- Your objective -
From the first line to the last, repeat the data exactly and drop the pictures.

- Extracted entries -

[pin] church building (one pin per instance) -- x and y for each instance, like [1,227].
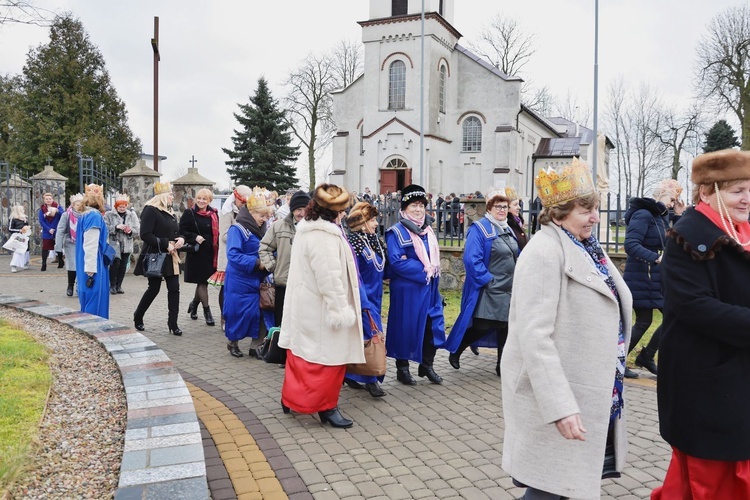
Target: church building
[477,133]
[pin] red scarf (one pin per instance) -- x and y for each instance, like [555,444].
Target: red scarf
[211,212]
[743,228]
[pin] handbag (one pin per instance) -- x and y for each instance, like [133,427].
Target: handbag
[375,363]
[17,243]
[269,351]
[267,296]
[153,264]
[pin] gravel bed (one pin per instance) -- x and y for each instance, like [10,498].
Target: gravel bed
[82,434]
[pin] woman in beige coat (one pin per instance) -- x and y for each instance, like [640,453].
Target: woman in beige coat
[563,364]
[322,320]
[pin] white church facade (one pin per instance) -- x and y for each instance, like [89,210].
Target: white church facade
[477,133]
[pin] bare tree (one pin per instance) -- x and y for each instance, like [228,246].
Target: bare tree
[19,12]
[505,45]
[724,65]
[308,106]
[615,120]
[347,61]
[675,132]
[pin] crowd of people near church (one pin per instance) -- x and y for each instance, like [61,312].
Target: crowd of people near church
[554,306]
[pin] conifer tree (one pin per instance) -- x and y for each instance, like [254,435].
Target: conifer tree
[66,96]
[720,136]
[262,154]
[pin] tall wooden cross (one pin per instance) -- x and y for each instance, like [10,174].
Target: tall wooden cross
[157,58]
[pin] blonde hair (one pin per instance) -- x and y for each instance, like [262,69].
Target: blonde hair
[161,201]
[206,192]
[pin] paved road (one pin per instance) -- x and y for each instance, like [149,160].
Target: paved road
[427,441]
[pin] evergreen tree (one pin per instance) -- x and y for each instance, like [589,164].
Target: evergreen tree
[720,136]
[262,155]
[66,96]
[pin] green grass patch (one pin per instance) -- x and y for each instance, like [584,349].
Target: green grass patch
[25,379]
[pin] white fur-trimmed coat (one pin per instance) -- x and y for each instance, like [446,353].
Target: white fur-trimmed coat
[322,320]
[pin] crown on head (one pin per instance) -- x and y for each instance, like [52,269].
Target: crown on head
[94,189]
[257,199]
[573,181]
[162,187]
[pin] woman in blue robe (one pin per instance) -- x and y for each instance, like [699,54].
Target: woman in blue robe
[490,257]
[416,326]
[91,246]
[369,252]
[244,274]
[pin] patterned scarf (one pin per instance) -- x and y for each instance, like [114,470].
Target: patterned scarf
[592,248]
[419,227]
[211,212]
[72,223]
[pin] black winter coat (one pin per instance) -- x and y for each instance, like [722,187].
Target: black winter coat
[704,353]
[647,223]
[158,228]
[198,266]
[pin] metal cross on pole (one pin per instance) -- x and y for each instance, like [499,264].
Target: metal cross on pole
[157,58]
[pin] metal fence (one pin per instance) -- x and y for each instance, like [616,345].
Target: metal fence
[451,223]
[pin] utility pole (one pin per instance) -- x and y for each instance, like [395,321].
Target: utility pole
[157,58]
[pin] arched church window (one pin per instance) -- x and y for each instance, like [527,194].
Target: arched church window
[472,135]
[399,7]
[397,85]
[396,163]
[441,93]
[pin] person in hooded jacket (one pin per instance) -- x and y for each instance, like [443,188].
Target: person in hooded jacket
[647,221]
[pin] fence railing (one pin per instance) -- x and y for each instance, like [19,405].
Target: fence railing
[451,223]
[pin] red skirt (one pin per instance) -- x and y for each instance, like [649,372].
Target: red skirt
[309,387]
[691,478]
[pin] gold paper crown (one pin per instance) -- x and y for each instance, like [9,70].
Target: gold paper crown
[94,189]
[573,181]
[162,187]
[257,199]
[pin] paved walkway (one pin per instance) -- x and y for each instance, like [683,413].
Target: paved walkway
[426,441]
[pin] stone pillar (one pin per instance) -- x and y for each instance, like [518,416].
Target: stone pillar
[186,187]
[46,181]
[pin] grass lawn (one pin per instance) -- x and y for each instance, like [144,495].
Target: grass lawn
[25,379]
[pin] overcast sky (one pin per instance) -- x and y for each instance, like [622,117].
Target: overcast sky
[212,54]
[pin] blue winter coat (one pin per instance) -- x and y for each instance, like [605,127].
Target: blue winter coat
[477,252]
[647,222]
[94,299]
[242,284]
[413,300]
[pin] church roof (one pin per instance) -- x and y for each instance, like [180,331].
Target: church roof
[485,64]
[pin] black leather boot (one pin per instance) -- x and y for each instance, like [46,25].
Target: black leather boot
[335,418]
[375,390]
[645,359]
[403,376]
[427,371]
[193,309]
[209,317]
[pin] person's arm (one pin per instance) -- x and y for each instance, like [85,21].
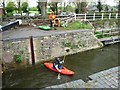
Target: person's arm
[56,66]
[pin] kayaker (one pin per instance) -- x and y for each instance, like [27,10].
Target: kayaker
[57,64]
[51,18]
[56,23]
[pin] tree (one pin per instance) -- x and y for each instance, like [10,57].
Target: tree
[99,6]
[24,7]
[54,7]
[81,7]
[43,7]
[39,9]
[10,7]
[119,6]
[4,7]
[106,8]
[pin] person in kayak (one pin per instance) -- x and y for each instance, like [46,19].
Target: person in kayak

- Written answer -
[pin] church building (one pin per instance) -- x and y for each instance, like [1,227].
Target: church building
[477,133]
[pin] red scarf (one pin per instance) -- x and y for each instance, like [555,444].
Target: red scarf
[211,212]
[743,228]
[pin] handbag (one pin per instance) -- x and y for each instance, like [133,427].
Target: handbag
[375,363]
[17,243]
[269,351]
[267,296]
[153,264]
[pin] gravel bed (one pin per instance) -- x and y for each instance, like [10,498].
Target: gravel bed
[82,434]
[pin] woman in beige coat (one pin per instance) -- x and y for each instance, like [640,453].
Target: woman in beige coat
[563,364]
[322,320]
[pin] white church facade (one pin per instance) -- x and y for each instance, like [89,210].
Target: white church facade
[477,133]
[pin] bare tree (one pin per instance) -- x and y for each instance, like [228,246].
Target: bare tree
[19,12]
[505,45]
[724,65]
[308,106]
[615,120]
[347,61]
[675,132]
[pin] crowd of people near church (one pin per instance) -- x and y for each instance, like [61,312].
Target: crowd of people near church
[554,306]
[pin] conifer tree (one pin per instance) -- x and y for each instance, like [254,435].
Target: conifer tree
[66,96]
[720,136]
[262,154]
[pin] tall wooden cross (one pin per instance) -- x and y for each instance, like [10,174].
Target: tall wooden cross
[157,58]
[pin] blonde hair (one pin per instance) -- x and y for each instance, like [262,69].
Target: blonde hair
[161,201]
[206,192]
[pin] paved road (one pin per instance) -- x and y for each instance, like [149,160].
Target: paved road
[427,441]
[pin] evergreen tree (one pin per instance) -- x and y for each instance, like [589,164].
Target: evergreen tree
[720,136]
[262,155]
[66,96]
[pin] green grass patch (one pin per instance) -- x and y for each instance, like [584,349].
Target: green grass patch
[25,379]
[pin] white fur-trimmed coat (one pin per instance) -- x and y for each instance, like [446,353].
Target: white fur-trimmed coat
[322,320]
[pin] crown on head (one pin per instance) -- x and y for each instance, like [52,269].
Target: crown on head
[94,189]
[257,199]
[573,181]
[162,187]
[pin] woman in blue robe (one pin per instance) -- x and y for each instance, like [699,54].
Target: woman in blue robe
[490,257]
[416,326]
[91,246]
[369,252]
[244,274]
[pin] patterned scarf (one pin per instance) -- x and y for each instance, like [114,470].
Target: patterned scarf
[592,248]
[419,227]
[211,212]
[72,223]
[pin] black winter coat (one pin per instance) -- x and y for each instance, like [722,187].
Target: black winter coat
[704,353]
[647,223]
[158,228]
[198,266]
[pin] metal cross on pole (one pin per instance) -- x and y for each instance, like [499,264].
Target: metal cross on pole
[157,58]
[pin] metal fence (one pin per instance) -- x and y for each instance, like [616,345].
Target: metal fence
[451,223]
[pin] utility pole (one pin per instance) -- x and y for each instance, like [395,321].
Target: utility pole
[157,58]
[pin] arched church window (one pin per instance) -- x and y for each instance, like [527,194].
Target: arched church window
[472,135]
[399,7]
[397,85]
[396,163]
[441,93]
[pin] person in hooded jacket (one pin per instance) -- x and y for each instance, like [443,188].
Target: person in hooded jacket
[647,221]
[pin] fence railing (one pin per instance) -- x and y for each instance, like [19,405].
Target: fence railing
[451,223]
[pin] red skirt (one pin per instance) -- x and y for each instance, like [649,372].
Target: red skirt
[309,387]
[691,478]
[pin] gold paper crown (one pin per instance) -- x and y for each instance, like [9,70].
Target: gold paper crown
[94,189]
[573,181]
[162,187]
[257,199]
[pin] paved walkway (one pin per instance) -- x and y for each instance, like [683,413].
Target: paved walkway
[426,441]
[pin] stone pillar (one pin per instance) -- x and y for each instance, like [518,416].
Target: stone pillar
[186,187]
[46,181]
[pin] grass lawn (one pin per instance) -- x and y for each instance, like [144,495].
Target: grass lawn
[25,379]
[pin] overcast sky (one pin per instance) -- x and y for each instance, like [622,117].
Target: overcast sky
[212,54]
[pin] blue winter coat (one pin per instance) -- x and y for each instance, like [605,127].
Target: blue winter coat
[477,252]
[647,222]
[94,299]
[242,284]
[413,300]
[pin] church roof (one pin per instance) -- x and y for each instance, like [180,331].
Target: church roof
[485,64]
[pin] black leather boot (one pin per instance) -- x and y for each instance, like [46,25].
Target: black leather boot
[335,418]
[375,390]
[645,359]
[403,376]
[427,371]
[193,309]
[209,317]
[pin] person's arm (one pin per instance) -- x and y for each instance, like [85,21].
Target: person's arm
[56,66]
[pin] kayaker (one pin per instance) -- x and y for each instance, like [27,10].
Target: kayaker
[57,64]
[51,18]
[56,23]
[pin] tree (one pin per instance) -- x and y for each instance, like [10,57].
Target: tree
[99,6]
[24,7]
[54,7]
[81,7]
[43,7]
[39,9]
[10,7]
[119,6]
[4,7]
[106,8]
[pin] person in kayak (one pin per instance) -- x and y for each instance, like [46,19].
Target: person in kayak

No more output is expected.